### Task inputs
○ ○ ○

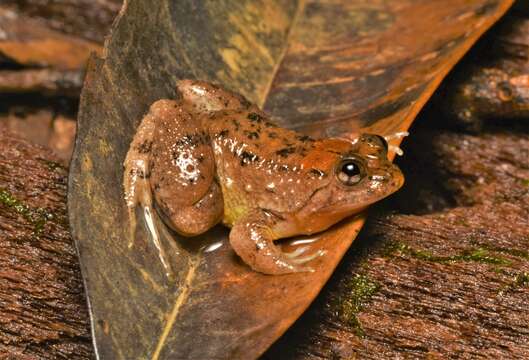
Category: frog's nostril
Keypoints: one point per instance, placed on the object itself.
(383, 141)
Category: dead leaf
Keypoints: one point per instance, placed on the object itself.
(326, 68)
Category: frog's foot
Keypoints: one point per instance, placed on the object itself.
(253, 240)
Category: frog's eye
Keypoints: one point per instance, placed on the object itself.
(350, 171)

○ ○ ○

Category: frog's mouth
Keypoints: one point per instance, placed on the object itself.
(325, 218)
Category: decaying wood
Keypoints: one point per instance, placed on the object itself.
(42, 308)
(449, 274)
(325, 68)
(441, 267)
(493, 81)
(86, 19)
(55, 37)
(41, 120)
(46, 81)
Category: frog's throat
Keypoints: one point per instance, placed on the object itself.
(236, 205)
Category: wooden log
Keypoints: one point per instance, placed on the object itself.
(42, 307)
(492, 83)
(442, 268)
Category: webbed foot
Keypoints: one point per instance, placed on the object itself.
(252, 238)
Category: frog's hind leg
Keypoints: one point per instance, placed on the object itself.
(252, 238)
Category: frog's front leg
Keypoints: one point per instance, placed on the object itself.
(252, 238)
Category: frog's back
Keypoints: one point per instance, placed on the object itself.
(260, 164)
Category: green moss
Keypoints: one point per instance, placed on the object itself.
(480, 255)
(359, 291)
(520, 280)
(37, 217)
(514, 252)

○ ○ ○

### Assignment
Give the number of lines in the data that contain "foot", with no other words.

### Result for this task
2